### GIVEN PASSAGE
*****

The report  released Tuesday examined 11 police departments in 2013-2014, but was unable to include the state’s two largest police departments, the Omaha Police Department and the Lincoln Police Department, which refused to provide complete copies of their Taser policies or redacted police reports. The ACLU said it’s preparing a lawsuit to get the policies.

The ACLU said the Lincoln and Omaha police departments previously have provided information about their use of Tasers, but not this year. That means nearly three-quarters of a million Nebraskans live in cities that refuse to be transparent about their use of a weapon that can kill Americans, the ACLU said.

“The change in openness from the Omaha Police Department and the Lincoln Police Department should alarm residents,” ACLU of Nebraska Legal Director Amy Miller said. “The policies that guide our neighborhood cops shouldn’t be treated like military secrets. The growing trend of secrecy in local law enforcement needs to end.”

*****

### STORED RECORDS
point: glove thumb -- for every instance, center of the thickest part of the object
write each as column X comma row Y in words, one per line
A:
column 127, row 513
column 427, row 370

*****

List every sentence in Amy Miller's quotation in the passage on Nebraska police Taser policies.

### SOLUTION TO THE PROBLEM
1. "The change in openness from the Omaha Police Department and the Lincoln Police Department should alarm residents."
2. "The policies that guide our neighborhood cops shouldn't be treated like military secrets."
3. "The growing trend of secrecy in local law enforcement needs to end."